> _Consegna_:
Disponi in un elenco numerato tutte le righe del materiale qui sotto, senza quelle vuote. Lascia fuori le immagini dalla risposta.

######

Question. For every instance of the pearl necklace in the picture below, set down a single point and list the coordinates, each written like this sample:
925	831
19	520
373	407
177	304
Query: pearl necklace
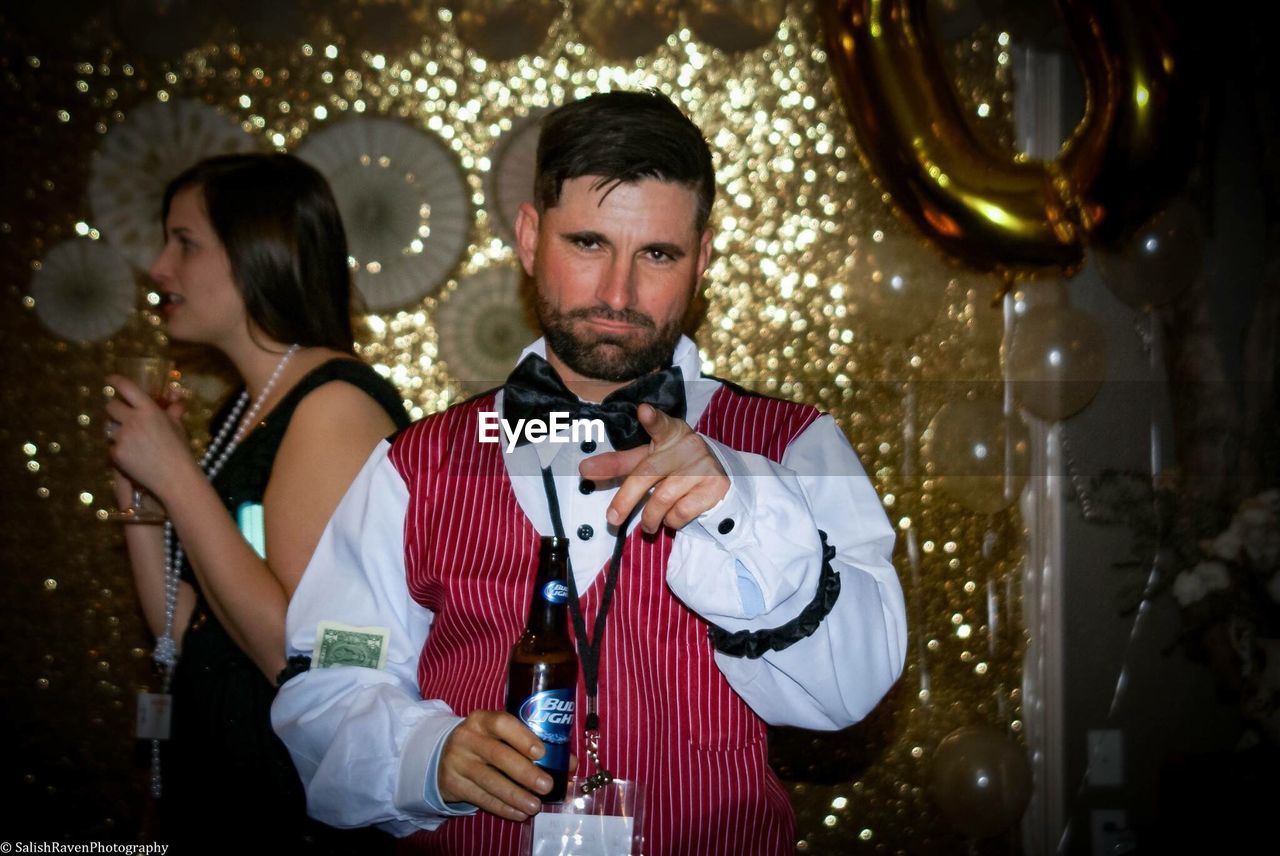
216	454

######

> _Risultato finale_:
1. Question. For every instance of the pearl necklace in the picture below, set down a single point and list the coordinates, each written like this sample:
2. 925	831
3. 19	520
4. 373	407
5. 177	304
6. Query: pearl necklace
7. 216	454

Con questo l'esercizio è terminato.